| INSTRUCTIONS FOR THE TASK |
Copy out, unchanged, the part of the rows that opens with the line containing "the child on" and runs through the last row.

| DATA ROWS |

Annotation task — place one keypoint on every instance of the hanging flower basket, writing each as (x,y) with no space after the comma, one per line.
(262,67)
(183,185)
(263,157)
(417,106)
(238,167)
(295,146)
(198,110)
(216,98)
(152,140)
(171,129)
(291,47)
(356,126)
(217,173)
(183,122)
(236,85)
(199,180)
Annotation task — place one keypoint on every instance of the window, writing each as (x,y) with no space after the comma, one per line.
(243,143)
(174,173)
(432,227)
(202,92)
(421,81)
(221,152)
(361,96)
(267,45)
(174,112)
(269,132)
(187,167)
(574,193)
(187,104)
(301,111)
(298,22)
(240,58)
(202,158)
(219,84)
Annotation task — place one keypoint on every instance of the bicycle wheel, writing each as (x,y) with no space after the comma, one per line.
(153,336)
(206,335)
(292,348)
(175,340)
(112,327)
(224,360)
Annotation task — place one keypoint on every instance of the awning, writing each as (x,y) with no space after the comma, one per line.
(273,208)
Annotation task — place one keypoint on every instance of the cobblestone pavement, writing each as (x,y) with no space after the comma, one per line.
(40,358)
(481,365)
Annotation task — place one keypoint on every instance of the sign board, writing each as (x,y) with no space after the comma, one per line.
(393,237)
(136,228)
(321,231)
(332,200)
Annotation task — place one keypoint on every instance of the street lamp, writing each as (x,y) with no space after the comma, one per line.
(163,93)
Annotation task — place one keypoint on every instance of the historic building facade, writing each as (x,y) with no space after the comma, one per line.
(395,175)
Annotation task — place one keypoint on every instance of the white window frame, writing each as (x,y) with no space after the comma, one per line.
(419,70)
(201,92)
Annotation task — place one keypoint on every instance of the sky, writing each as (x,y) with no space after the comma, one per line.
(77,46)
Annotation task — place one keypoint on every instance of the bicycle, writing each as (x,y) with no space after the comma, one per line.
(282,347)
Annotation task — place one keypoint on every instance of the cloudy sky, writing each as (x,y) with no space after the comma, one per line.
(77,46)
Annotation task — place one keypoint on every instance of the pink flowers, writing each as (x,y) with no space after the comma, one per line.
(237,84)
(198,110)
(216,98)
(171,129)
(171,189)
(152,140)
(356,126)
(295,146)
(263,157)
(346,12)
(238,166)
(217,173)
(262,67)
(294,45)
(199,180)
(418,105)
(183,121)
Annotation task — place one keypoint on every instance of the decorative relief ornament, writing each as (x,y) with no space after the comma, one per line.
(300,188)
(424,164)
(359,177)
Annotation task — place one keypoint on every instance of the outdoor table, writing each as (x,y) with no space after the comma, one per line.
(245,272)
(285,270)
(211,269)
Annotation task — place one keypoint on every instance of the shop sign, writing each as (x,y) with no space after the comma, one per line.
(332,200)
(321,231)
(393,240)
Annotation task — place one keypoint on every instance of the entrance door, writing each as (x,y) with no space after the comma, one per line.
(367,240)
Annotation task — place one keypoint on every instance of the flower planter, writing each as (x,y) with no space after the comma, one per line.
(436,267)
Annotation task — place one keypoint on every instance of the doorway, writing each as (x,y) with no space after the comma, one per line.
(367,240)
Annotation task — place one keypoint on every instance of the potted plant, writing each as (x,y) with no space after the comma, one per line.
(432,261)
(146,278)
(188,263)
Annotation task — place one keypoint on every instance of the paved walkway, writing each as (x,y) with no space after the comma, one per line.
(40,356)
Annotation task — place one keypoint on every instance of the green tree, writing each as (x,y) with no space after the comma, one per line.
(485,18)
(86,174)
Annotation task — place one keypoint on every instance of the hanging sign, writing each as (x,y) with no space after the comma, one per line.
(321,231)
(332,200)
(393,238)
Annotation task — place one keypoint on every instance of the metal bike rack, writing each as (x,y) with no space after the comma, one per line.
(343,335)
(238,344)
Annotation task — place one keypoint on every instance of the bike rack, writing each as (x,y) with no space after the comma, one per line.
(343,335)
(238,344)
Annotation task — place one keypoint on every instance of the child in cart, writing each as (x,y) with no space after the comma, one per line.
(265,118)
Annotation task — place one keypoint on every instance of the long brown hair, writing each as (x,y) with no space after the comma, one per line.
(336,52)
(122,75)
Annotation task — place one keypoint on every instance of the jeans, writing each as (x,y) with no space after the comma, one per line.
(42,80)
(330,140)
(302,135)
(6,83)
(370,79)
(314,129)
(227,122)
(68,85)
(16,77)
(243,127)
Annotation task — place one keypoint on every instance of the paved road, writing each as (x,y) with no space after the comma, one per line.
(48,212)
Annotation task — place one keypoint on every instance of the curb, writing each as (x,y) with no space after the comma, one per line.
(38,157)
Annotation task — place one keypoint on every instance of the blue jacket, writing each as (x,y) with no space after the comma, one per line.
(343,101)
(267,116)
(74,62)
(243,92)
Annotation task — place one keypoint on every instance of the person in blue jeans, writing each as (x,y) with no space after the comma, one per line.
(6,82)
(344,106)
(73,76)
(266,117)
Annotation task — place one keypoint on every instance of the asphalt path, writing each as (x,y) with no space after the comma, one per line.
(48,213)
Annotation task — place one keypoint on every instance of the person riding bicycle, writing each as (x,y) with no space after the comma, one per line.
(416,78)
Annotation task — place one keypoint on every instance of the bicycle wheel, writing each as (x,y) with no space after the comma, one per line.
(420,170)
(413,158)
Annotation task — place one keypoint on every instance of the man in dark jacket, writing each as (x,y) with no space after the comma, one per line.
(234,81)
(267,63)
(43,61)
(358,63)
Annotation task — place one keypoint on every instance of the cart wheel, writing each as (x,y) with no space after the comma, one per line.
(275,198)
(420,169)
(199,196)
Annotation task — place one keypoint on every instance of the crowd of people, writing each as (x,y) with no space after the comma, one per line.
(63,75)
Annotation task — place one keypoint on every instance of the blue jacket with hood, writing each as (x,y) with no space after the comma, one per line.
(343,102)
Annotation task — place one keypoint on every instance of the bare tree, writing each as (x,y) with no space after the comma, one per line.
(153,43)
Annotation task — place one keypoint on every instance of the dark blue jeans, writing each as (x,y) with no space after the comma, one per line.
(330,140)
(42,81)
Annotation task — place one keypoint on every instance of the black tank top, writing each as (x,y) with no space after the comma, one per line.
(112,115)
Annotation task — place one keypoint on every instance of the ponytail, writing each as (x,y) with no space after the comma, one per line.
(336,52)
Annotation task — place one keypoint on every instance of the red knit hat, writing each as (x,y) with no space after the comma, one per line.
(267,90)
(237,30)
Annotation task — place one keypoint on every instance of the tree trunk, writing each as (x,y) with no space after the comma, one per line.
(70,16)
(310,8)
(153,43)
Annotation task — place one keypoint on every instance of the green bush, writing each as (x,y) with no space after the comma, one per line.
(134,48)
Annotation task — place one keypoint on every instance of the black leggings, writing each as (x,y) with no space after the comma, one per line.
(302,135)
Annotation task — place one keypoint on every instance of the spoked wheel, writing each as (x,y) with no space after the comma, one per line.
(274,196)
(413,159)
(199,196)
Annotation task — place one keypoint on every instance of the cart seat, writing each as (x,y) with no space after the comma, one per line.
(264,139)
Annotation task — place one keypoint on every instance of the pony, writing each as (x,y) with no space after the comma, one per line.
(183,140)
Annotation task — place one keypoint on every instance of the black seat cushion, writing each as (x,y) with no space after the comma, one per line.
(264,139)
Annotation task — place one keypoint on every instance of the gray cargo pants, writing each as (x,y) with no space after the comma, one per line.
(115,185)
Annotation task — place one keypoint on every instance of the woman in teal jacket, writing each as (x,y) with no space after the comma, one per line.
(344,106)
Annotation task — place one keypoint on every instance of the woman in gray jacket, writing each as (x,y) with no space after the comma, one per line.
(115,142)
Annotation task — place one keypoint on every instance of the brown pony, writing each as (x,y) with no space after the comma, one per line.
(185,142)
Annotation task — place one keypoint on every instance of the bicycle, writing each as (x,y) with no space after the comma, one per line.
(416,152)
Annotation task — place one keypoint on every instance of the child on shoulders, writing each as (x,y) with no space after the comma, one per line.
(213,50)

| EXERCISE SOLUTION |
Annotation task — place one keypoint on every instance of the child on shoulders, writing each as (x,y) with no space after the comma, one per line.
(213,50)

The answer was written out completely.